> REQUIREMENT
Extract every line starting at the line that contains "Can you find the sponsor" and ending with the final line of the data, inclusive; give only those lines, word for word.

##### DATASET ENTRIES

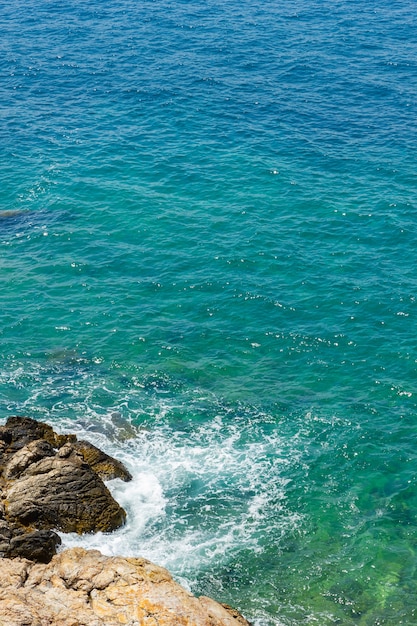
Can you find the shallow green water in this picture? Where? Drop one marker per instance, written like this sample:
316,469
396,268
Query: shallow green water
207,235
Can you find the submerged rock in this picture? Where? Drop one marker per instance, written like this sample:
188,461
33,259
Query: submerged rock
84,588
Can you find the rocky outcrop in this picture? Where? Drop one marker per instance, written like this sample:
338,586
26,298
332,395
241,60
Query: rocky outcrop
52,482
85,588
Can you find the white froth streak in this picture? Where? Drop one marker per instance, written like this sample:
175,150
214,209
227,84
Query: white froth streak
181,530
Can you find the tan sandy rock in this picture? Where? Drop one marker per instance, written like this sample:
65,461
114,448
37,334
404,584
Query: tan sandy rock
84,588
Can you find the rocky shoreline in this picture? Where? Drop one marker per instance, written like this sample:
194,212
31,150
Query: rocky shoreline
52,482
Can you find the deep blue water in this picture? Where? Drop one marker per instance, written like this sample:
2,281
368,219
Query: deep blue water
208,231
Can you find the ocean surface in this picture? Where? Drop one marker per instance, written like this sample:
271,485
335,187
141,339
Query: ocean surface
208,238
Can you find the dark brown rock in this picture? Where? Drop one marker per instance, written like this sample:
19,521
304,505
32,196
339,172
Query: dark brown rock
39,546
30,453
62,493
22,430
103,464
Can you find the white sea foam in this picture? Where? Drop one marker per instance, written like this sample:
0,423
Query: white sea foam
196,497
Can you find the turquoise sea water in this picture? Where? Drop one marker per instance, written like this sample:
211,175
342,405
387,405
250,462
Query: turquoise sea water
208,231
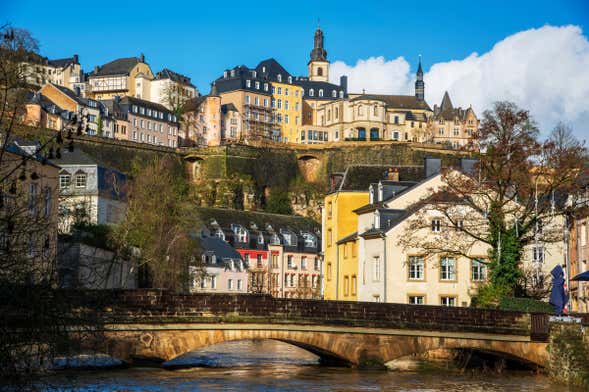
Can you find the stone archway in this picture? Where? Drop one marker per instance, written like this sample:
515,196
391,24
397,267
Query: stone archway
309,166
194,166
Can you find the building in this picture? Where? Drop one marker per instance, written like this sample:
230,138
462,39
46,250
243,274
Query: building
282,252
130,76
451,126
201,121
350,191
28,213
88,192
143,121
171,89
64,72
275,104
395,263
222,269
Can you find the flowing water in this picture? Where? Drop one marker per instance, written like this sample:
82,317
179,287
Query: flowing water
268,365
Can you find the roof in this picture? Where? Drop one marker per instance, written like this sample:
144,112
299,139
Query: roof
174,76
62,63
348,238
219,247
76,157
396,101
225,217
273,69
359,177
120,66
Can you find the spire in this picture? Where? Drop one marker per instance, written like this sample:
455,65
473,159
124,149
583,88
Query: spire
419,83
446,103
318,53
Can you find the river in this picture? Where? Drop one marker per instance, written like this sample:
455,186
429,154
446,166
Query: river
268,365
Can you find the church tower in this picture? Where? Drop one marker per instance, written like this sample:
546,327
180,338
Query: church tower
419,84
318,64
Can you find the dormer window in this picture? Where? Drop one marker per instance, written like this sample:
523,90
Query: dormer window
310,240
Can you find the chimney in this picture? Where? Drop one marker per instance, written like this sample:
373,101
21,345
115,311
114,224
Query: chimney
343,82
467,165
432,166
392,174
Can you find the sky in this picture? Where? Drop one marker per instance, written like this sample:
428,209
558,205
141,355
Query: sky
532,52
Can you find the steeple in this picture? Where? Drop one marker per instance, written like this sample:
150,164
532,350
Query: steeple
419,84
318,53
318,64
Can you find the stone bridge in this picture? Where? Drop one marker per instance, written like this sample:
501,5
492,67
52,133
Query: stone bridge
160,326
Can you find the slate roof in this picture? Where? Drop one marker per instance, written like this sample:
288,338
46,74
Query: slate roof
120,66
359,177
174,76
226,217
396,101
220,248
62,63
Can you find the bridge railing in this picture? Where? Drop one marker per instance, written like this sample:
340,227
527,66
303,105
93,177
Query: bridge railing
132,306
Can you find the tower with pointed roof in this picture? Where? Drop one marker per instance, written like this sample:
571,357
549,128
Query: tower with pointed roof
318,64
419,84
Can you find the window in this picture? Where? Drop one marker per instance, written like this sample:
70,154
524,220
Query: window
538,254
448,301
447,268
478,270
416,268
81,180
64,181
376,269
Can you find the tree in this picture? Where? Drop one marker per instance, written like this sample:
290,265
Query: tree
34,317
156,231
512,198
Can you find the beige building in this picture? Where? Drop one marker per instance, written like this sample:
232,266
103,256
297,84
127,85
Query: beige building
125,76
397,261
171,89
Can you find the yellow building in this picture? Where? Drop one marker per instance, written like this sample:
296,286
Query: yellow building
287,101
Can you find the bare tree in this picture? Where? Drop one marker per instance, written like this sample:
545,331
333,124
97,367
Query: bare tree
511,198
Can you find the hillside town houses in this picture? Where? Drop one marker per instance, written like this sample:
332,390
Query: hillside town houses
263,103
359,251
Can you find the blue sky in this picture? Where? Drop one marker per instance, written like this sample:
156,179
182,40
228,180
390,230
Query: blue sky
201,39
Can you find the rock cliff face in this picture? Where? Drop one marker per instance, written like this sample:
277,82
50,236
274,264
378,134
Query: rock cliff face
244,176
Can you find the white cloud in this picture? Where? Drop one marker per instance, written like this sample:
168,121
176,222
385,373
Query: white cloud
545,70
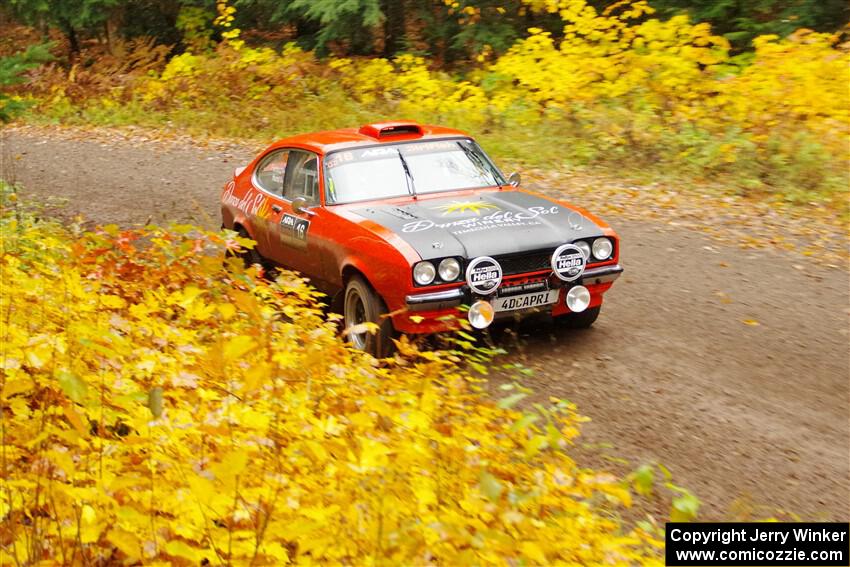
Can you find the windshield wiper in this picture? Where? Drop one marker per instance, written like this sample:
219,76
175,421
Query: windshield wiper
478,162
411,186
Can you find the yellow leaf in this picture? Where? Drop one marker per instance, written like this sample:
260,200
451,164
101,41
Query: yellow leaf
113,301
532,551
126,542
238,347
16,386
74,418
178,548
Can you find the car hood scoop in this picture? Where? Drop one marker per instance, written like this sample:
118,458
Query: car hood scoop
488,223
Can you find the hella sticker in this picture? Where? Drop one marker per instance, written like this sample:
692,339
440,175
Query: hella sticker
484,274
568,262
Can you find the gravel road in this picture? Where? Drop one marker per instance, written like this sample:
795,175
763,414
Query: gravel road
753,418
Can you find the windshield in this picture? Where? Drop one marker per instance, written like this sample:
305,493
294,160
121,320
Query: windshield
413,168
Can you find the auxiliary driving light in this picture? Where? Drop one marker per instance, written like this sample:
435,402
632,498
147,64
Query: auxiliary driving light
602,248
578,298
584,247
481,314
449,270
424,273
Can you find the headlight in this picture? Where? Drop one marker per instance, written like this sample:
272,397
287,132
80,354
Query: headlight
424,272
602,248
449,270
481,314
578,298
584,247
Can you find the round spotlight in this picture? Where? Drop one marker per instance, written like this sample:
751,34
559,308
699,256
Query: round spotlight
481,314
584,247
602,248
424,273
578,298
449,270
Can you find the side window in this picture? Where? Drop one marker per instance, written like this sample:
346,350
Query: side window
270,171
302,177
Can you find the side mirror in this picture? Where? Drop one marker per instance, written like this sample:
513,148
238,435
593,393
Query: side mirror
300,206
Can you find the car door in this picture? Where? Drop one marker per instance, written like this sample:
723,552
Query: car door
295,238
268,178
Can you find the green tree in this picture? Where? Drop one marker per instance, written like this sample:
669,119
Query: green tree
72,17
742,20
12,71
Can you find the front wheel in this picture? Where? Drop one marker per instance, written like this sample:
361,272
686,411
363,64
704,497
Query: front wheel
250,256
363,305
581,320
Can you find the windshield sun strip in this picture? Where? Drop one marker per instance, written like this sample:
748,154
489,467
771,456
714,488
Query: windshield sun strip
497,173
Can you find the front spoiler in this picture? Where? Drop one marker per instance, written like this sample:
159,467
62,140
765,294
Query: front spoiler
448,298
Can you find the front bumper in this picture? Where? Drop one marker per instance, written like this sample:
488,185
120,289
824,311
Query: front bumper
449,298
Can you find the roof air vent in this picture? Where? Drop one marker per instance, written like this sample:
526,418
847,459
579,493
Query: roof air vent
392,129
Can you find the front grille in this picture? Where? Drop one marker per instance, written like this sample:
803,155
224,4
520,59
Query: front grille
525,262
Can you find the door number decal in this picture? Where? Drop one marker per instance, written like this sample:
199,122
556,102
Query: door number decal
293,231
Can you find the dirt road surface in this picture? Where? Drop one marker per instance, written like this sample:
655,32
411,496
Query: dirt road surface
752,417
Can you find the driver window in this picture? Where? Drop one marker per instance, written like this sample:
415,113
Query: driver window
302,177
270,172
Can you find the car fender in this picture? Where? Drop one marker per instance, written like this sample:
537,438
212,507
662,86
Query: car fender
385,269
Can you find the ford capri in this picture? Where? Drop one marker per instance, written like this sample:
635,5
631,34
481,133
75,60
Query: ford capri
412,227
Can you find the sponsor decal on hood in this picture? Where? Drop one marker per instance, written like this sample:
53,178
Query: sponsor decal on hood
489,223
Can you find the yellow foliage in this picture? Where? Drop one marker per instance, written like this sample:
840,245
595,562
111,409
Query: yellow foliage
158,408
617,85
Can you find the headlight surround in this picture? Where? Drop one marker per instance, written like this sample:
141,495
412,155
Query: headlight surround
481,314
424,273
449,269
584,247
603,248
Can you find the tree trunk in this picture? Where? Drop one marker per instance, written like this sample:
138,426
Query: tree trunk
394,25
73,41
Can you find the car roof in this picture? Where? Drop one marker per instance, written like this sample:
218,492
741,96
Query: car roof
368,135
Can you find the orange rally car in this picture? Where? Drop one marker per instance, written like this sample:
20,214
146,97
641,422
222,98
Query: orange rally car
411,226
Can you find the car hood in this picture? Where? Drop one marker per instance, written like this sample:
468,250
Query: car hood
490,223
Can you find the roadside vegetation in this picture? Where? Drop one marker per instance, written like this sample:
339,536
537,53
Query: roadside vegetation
621,86
159,402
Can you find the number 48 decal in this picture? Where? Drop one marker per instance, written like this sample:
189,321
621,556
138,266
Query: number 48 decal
293,230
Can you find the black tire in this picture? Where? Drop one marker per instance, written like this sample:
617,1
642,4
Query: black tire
360,305
250,255
581,320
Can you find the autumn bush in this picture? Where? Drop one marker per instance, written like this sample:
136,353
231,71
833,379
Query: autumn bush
619,87
161,404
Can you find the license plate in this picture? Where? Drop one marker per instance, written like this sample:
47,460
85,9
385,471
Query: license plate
526,300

##########

> ANSWER TO THIS PROBLEM
Can you find the sponsor decal on hood in this picture? Where? Drop one marker per instance, written like this sample:
53,178
Query: sponsor decal on hood
489,223
Can you find the yellow foliage in this picture? Where? Drop one marker per instance, written like this sample:
840,245
595,562
111,409
Query: yellow foliage
158,408
617,85
Can you find the headlight surround in this picture? Where? Drop one marker per instance, written like this sample:
141,495
412,155
Query: headlight surround
481,314
424,273
449,269
584,247
603,248
Can you find the tree trunk in this picture? Where? Drop one marker per instance, written like this sample:
138,426
Query: tree trunk
394,25
73,41
Can you find the car roof in this picture? Where? Drop one marker per instance, written like this sample:
218,492
741,96
Query: car roof
368,135
Can you find the orange rally car in this picture? Where? Drop one marker per instance, written like this sample:
20,214
146,97
641,422
222,98
Query: orange rally car
411,226
Can you find the car hood in this picture? Where? Drop one marker per instance, written like this sample:
468,250
Query: car hood
490,223
Can you find the roadside vegetation in this picture? Where? Drop one marker per instance, written like this sample:
339,536
537,53
Query: roadside vegetation
621,86
159,402
Can you find the number 48 decal in this picture? Where? Drop one marker per instance, written like this sample:
189,321
621,556
138,266
Query: number 48 decal
293,230
Can you find the black tire in this picture? Where? Drop one marker per instance, written like this sample:
617,1
642,4
Query: black tire
360,305
250,255
581,320
Can you find the autumn bush in this picture? Where? Drop one marker per instance, written like this sample:
136,353
231,71
833,379
Query: autumn bush
619,87
161,404
Can you find the license plate in this picture? Where? Drop one marker per instance, written like this sample:
47,460
85,9
385,471
Query: license plate
526,300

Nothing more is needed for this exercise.